ABOUT THIS EXERCISE
Return the data that follows, keeping every word and mark unchanged.

DATASET RECORDS

[Start of section]

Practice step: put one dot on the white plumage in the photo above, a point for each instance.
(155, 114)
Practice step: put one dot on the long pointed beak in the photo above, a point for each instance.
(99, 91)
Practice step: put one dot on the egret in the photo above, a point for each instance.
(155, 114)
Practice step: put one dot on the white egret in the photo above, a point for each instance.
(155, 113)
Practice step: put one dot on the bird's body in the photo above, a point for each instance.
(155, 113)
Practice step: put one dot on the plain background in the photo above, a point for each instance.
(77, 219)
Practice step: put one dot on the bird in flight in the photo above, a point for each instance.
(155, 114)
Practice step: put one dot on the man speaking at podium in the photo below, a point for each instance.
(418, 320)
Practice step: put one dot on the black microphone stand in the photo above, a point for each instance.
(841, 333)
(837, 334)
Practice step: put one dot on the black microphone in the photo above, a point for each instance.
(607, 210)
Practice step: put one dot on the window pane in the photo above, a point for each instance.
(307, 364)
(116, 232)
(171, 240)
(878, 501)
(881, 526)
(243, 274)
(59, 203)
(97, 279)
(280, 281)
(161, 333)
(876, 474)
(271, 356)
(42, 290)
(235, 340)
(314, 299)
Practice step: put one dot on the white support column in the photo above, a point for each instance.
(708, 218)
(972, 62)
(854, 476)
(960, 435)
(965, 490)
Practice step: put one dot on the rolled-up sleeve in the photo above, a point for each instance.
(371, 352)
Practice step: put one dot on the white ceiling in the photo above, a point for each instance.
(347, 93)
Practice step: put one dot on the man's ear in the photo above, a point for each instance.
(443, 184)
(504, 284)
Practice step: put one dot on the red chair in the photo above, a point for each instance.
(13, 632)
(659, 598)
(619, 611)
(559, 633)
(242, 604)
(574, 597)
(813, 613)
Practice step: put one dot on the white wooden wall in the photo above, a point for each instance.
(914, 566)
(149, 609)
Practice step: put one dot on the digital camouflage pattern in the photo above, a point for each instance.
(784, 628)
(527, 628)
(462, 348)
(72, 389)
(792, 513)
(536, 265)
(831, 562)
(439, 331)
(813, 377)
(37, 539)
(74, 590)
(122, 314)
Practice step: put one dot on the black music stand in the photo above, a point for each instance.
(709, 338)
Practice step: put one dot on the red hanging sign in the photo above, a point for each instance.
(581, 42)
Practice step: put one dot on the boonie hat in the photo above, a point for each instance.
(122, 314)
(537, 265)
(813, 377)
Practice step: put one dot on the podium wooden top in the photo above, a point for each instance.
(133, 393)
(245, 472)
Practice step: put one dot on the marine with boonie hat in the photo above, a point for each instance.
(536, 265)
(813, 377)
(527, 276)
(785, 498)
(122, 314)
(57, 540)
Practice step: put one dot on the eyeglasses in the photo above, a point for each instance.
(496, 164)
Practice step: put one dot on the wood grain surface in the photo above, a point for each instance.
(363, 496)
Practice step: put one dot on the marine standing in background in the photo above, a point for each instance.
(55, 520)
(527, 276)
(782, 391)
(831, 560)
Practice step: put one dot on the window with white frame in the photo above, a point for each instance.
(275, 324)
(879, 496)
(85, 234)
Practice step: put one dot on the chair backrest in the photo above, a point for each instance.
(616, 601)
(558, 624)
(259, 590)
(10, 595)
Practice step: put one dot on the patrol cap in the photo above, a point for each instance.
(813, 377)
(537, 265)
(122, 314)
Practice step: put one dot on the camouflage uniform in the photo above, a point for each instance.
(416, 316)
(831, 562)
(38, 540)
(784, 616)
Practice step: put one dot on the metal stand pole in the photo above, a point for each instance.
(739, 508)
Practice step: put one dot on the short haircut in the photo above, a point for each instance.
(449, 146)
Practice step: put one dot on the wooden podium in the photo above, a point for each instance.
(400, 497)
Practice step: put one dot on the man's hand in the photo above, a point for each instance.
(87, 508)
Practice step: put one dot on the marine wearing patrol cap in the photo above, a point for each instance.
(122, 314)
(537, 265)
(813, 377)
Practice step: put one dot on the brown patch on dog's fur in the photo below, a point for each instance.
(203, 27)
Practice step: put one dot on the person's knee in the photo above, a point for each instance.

[End of section]

FINISHED EXERCISE
Practice step: put one dot on the white plumage in the photo above, a point for each instance.
(155, 114)
Practice step: put one dot on the long pointed beak in the photo above, a point for each instance.
(99, 91)
Practice step: put one dot on the egret in the photo above, a point for each instance.
(155, 114)
Practice step: put one dot on the white egret in the photo above, a point for each instance.
(155, 113)
Practice step: put one dot on the bird's body in the photo above, a point for each instance.
(155, 113)
Practice step: put one dot on the plain background in the photo above, a point for each instance.
(77, 219)
Practice step: put one dot on the bird in flight in the photo above, a point for each instance.
(155, 114)
Practice step: put one dot on the man speaking at podium in the photo below, a point for each instance.
(418, 320)
Practice step: put one dot on the black microphone stand in the photo above, a point for each instance.
(841, 333)
(837, 334)
Practice step: put one dot on the black microphone in the photo above, a point for each instance.
(607, 210)
Practice step: put one dot on the window pane in the photo above, a point for each instance.
(307, 364)
(116, 232)
(171, 240)
(878, 501)
(881, 526)
(243, 274)
(59, 203)
(97, 279)
(280, 281)
(161, 333)
(876, 474)
(271, 356)
(42, 290)
(235, 340)
(314, 299)
Practice step: put one dot on the white support column in the photo above, a point for each instance.
(708, 218)
(972, 62)
(854, 476)
(960, 435)
(965, 490)
Practice step: put one dot on the rolled-up sleeve in the photo above, a point for each instance.
(371, 352)
Practice step: put one dot on the white ceiling in the photo above, a point for each instance.
(347, 93)
Practice step: put one dot on the man's ear in the photo above, a point for each instance.
(443, 184)
(504, 284)
Practice step: put one dot on the red chair in the photo above, a point for each instance.
(13, 632)
(659, 598)
(619, 611)
(559, 633)
(242, 604)
(574, 597)
(813, 613)
Practice step: put one dot on the white wooden wall in the photo above, a point for each instance.
(914, 566)
(149, 609)
Practice step: put one dot on the digital camouflage pattern in the photo above, a point for each instance.
(784, 628)
(527, 628)
(462, 348)
(72, 389)
(792, 513)
(536, 265)
(831, 562)
(439, 331)
(813, 377)
(37, 539)
(74, 590)
(122, 314)
Practice step: put one dot on the black music stand in the photo above, a point for each instance.
(709, 338)
Practice step: put one dot on the red hanging sign in the photo above, a point for each instance.
(581, 42)
Practice step: put one dot on the boonie hat in the photo above, a point for each instance.
(122, 314)
(537, 265)
(813, 377)
Practice step: put one dot on the podium wooden top in the photo above, a point for each instance.
(133, 393)
(245, 472)
Practice step: put one dot on the marine with boonie hat in the photo above, a point for each instance.
(536, 265)
(813, 377)
(527, 276)
(785, 498)
(122, 314)
(57, 540)
Practice step: put one dot on the eyeglasses in the photo above, a point for each instance.
(496, 164)
Practice step: put one dot on the wood grain surface in the photo above, a point for each instance.
(363, 496)
Practice step: put one dot on the marine standing in background in the photo above, a point for each instance.
(55, 520)
(527, 276)
(782, 391)
(831, 560)
Practice step: put one dot on the window with white frame in the photo above, a point for each instance.
(275, 324)
(879, 496)
(85, 234)
Practice step: put one dot on the chair backrest in the photo above, a point for each instance.
(616, 601)
(558, 624)
(259, 590)
(10, 595)
Practice step: put one dot on the patrol cap in the photo above, a point for each instance.
(813, 377)
(537, 265)
(122, 314)
Practice step: put one dot on the camouflage uniform in the photo above, a point for each instance.
(416, 316)
(831, 562)
(38, 540)
(784, 616)
Practice step: put one dot on the metal stand pole in the photo above, a point for each instance.
(739, 508)
Practice step: put one dot on the short haircut in the photo above, a point for each instance.
(449, 146)
Practice step: put one dot on the wooden podium in the photo above, a point for each instance.
(400, 497)
Practice step: put one dot on the man's hand in the photo above, a point for each instance.
(87, 508)
Practice step: put one dot on the marine wearing patrol cap in the photo above, a point for each instance.
(122, 314)
(537, 265)
(813, 377)
Practice step: put one dot on the brown patch on dog's fur in the photo below, a point for each instance.
(203, 27)
Practice step: put one dot on the person's knee in the photo above, a point for each instance.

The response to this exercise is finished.